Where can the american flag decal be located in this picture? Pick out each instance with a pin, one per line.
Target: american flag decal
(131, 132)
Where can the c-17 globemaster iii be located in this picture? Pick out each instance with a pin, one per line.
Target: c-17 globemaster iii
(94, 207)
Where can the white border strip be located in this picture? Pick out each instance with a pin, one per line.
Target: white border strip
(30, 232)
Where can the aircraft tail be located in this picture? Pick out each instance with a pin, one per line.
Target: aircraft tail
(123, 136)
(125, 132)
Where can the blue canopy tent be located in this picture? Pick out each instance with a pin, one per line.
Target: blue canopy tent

* * *

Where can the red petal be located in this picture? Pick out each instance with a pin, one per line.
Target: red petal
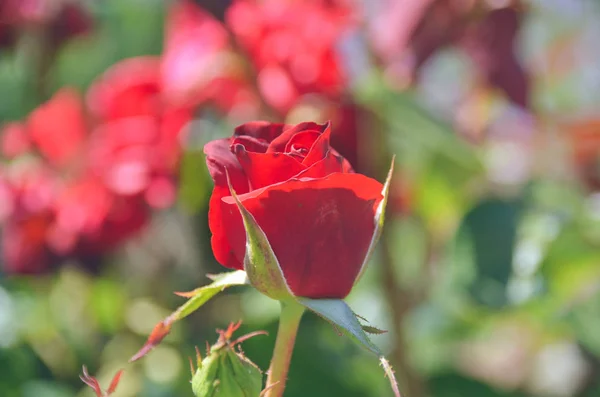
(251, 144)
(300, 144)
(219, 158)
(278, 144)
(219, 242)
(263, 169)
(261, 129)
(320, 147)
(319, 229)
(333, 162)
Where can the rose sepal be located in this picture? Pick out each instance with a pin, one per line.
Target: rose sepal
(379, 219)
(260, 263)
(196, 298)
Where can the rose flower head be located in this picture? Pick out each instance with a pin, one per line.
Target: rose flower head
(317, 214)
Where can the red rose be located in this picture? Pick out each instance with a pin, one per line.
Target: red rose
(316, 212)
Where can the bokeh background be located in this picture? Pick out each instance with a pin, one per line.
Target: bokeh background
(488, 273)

==

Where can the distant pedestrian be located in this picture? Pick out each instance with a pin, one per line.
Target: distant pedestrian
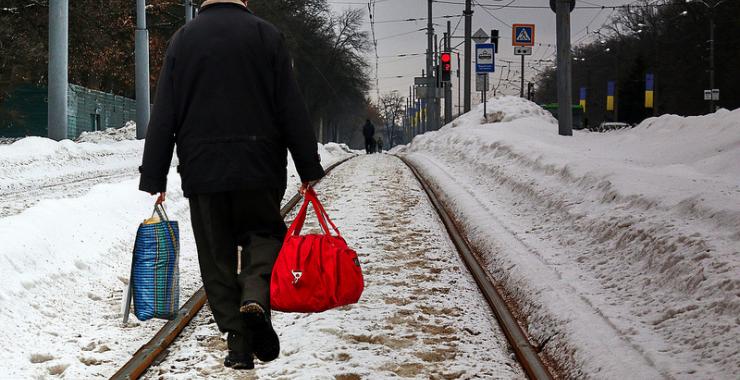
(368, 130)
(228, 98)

◆ **SET TASK**
Rename "aircraft tail" to "tail fin" in the rows starting at the line containing "Where can the american" and ending at the line containing "Target: blue canopy tent", leaving everything else unchanged and giving only those lines.

◆ **ANSWER TO THE PROBLEM**
Where can the american flag decal be located in this picture? Pick out each instance with a pin, one per line.
Target: american flag decal
(131, 132)
Where can the c-17 globemaster iii be located in this picture? Pick out each instance with a pin, one per line.
Target: c-17 globemaster iii
(94, 207)
Where can the white border strip be located in this picture? Pick out each instance with a pin, one per line.
Target: white border strip
(30, 232)
Where can the tail fin be located in this picture? Pick out each instance with a pin, one per line.
Target: tail fin
(123, 136)
(125, 132)
Where can the blue canopy tent be located in this picture? Pick out each instance with a pin, one per line.
Target: blue canopy tent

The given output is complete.